[Point-per-instance localization data]
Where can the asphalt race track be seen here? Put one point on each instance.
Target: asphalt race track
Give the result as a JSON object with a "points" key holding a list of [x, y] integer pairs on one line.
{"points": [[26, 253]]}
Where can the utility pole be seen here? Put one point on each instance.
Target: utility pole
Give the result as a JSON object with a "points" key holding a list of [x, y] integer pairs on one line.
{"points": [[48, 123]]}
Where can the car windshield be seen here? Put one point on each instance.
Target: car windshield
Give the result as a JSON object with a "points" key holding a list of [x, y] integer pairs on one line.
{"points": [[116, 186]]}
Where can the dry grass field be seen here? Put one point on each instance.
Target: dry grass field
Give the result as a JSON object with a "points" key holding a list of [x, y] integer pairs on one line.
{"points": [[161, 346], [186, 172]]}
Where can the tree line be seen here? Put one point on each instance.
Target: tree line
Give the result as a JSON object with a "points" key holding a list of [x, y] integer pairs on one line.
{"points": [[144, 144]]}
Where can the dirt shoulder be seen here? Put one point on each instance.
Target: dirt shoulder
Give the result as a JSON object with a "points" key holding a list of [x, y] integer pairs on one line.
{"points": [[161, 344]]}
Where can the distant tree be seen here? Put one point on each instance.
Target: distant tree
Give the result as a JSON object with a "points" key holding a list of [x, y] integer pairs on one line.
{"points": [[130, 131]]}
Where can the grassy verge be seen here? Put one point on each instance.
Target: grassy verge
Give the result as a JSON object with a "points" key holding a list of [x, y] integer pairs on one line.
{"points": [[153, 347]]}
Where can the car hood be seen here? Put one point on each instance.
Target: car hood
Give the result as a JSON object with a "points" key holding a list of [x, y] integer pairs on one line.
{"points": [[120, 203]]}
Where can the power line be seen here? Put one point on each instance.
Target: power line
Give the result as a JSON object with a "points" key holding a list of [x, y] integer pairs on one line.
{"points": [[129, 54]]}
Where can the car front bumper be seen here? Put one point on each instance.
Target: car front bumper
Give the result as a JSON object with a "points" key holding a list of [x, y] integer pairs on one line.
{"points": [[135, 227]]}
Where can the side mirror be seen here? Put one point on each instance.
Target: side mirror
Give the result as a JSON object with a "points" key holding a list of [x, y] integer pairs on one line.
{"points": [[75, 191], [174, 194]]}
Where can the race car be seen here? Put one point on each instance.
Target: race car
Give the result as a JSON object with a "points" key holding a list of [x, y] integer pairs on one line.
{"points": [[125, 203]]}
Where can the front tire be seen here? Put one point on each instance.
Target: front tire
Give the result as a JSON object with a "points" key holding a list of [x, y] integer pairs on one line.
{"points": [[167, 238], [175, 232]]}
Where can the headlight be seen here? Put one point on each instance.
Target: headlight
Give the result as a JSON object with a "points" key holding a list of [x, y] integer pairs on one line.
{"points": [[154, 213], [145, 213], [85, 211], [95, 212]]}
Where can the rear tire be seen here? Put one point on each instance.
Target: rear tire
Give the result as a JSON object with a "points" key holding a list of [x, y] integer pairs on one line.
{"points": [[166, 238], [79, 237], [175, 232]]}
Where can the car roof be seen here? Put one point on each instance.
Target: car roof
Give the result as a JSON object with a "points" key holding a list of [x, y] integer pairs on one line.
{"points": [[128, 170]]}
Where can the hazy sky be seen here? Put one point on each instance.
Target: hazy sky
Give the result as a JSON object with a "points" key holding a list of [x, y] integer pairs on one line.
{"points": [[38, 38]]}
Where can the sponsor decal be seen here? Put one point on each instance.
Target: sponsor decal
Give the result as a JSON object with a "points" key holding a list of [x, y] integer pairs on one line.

● Task statement: Quote the records above exactly, from the first line through the line containing "Target: dry grass field", and nothing more.

● Reply to the exercise:
Where can the asphalt race track be seen here? Put one point on each instance.
Target: asphalt race track
Give the result as a JSON object with a "points" key holding a list of [x, y] integer pairs on one line.
{"points": [[26, 253]]}
Where can the utility pole be seen here? Put one point on each instance.
Target: utility pole
Give the result as a JSON object with a "points" key holding a list of [x, y] integer pairs on one line.
{"points": [[48, 123]]}
Where can the car windshield be seen here? Put one point on each instance.
Target: car windshield
Give the result as a JSON object with a "points" key holding a list of [x, y] integer pairs on one line.
{"points": [[116, 186]]}
Where can the dry grass field be seen here? Put one point on each instance.
Target: dry grass field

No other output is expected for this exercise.